Posted In AUD, Minor Pairs, Trading Tweets - By Richard Lee On Wednesday, November 23rd, 2011 With 0 Comments

According to the most recent data, the Chinese manufacturing sector has been dealt a serious blow in the month of November.  The sector experienced one of the worst months in almost 3 years, and is indicative of potentially worse economic figures in the coming weeks.  But, what does this mean for the Asian powerhouse and the Australian economy?

For the month, the HSBC Flash manufacturing PMI report showed severe weakness in the country’s output sector.  The report printed a 48 reading in the month, compared to a higher 51 gauge in October – and below the benchmark 50 level, which indicates stable or unchanged growth.  The subcomponent indexes were even more pessimistic as new orders indexes fell to an almost 2 year low – built mainly on a sharp decline in domestic orders.  With the sector in contraction, other parts of the Chinese economy are likely to suffer, namely consumer sales and confidence figures in the coming weeks.  This will likely prompt government officials in taking action – especially with the notion that the country may now be entering a hard landing.

Initial options are likely to include lowering money market rates in order to boost the flow of credit.  This is a high possibility now that consumer prices are seemingly on the way down.  According to recent consumer price index readings, inflation in the Chinese economy slowed to 5.5% – led lower by plummeting food prices.  Subcomponent readings from the HSBC report also showed price declines – to the lowest levels since 2009.  The results make it easier for Beijing officials to justify lower interest rates, now that inflationary pressures seem to be dwindling.

Without any proactive stance against the impending slowdown, Chinese industrial output is expected to advance by only 11-12%.  This is a production pace not seen since the US financial crisis and  lower than recent output trends – around 14-15% annually.

══════════

EXERCISE TASKS »
(1) Reproduce the China PMI article word for word, starting with "Posted In AUD, Minor" and going on through "the Australian economy?".
(2) According to the China PMI article, what reading did the HSBC Flash manufacturing PMI report print for November?
The data after this point is separate material, unconnected to the China PMI article.

RECORDED INFORMATION »
══════════

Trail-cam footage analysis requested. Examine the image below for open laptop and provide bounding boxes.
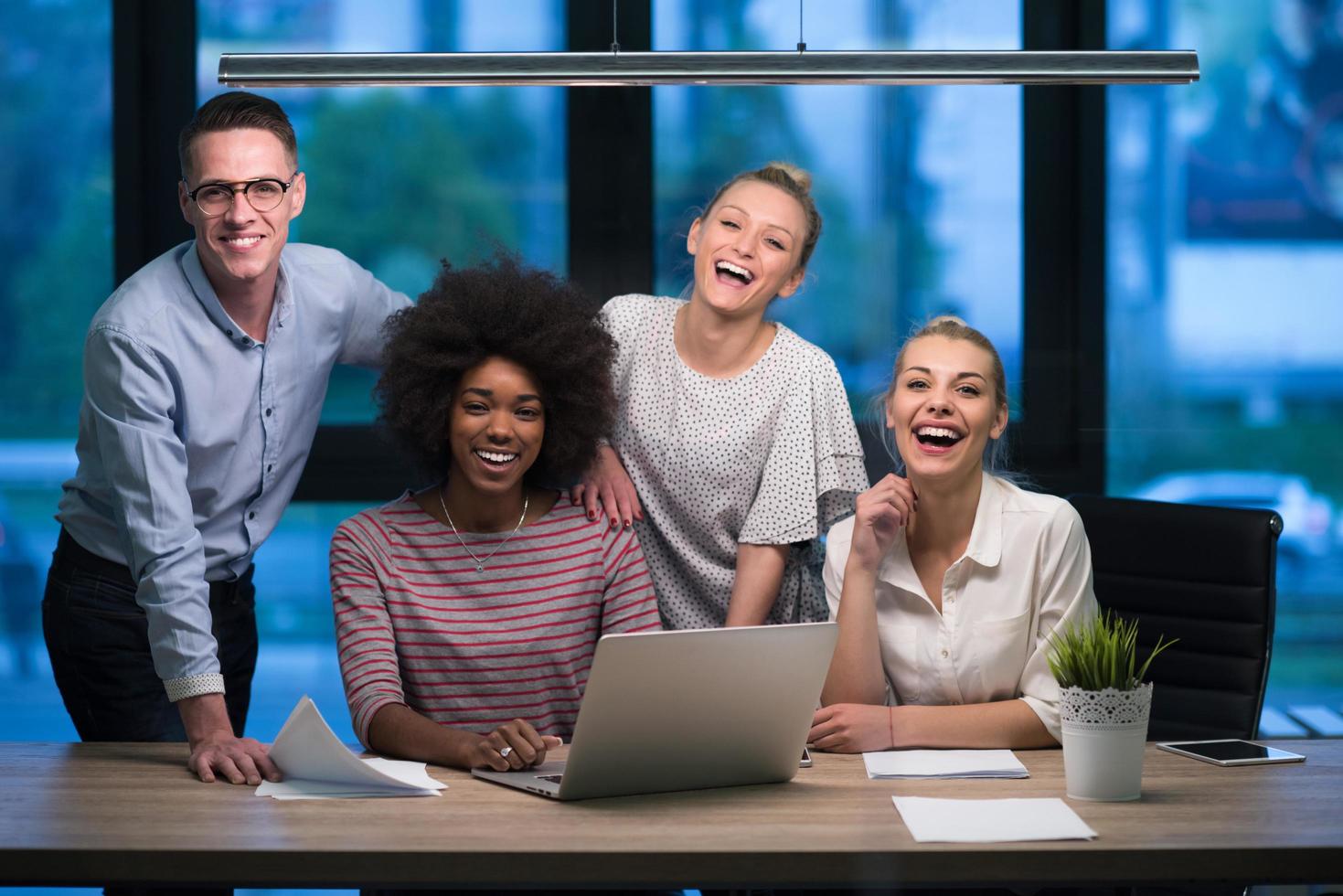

══════════

ANSWERS TO THE PROBLEMS »
(1)
Posted In AUD, Minor Pairs, Trading Tweets - By Richard Lee On Wednesday, November 23rd, 2011 With 0 Comments

According to the most recent data, the Chinese manufacturing sector has been dealt a serious blow in the month of November.  The sector experienced one of the worst months in almost 3 years, and is indicative of potentially worse economic figures in the coming weeks.  But, what does this mean for the Asian powerhouse and the Australian economy?

(2) It printed a 48 reading, down from 51 in October.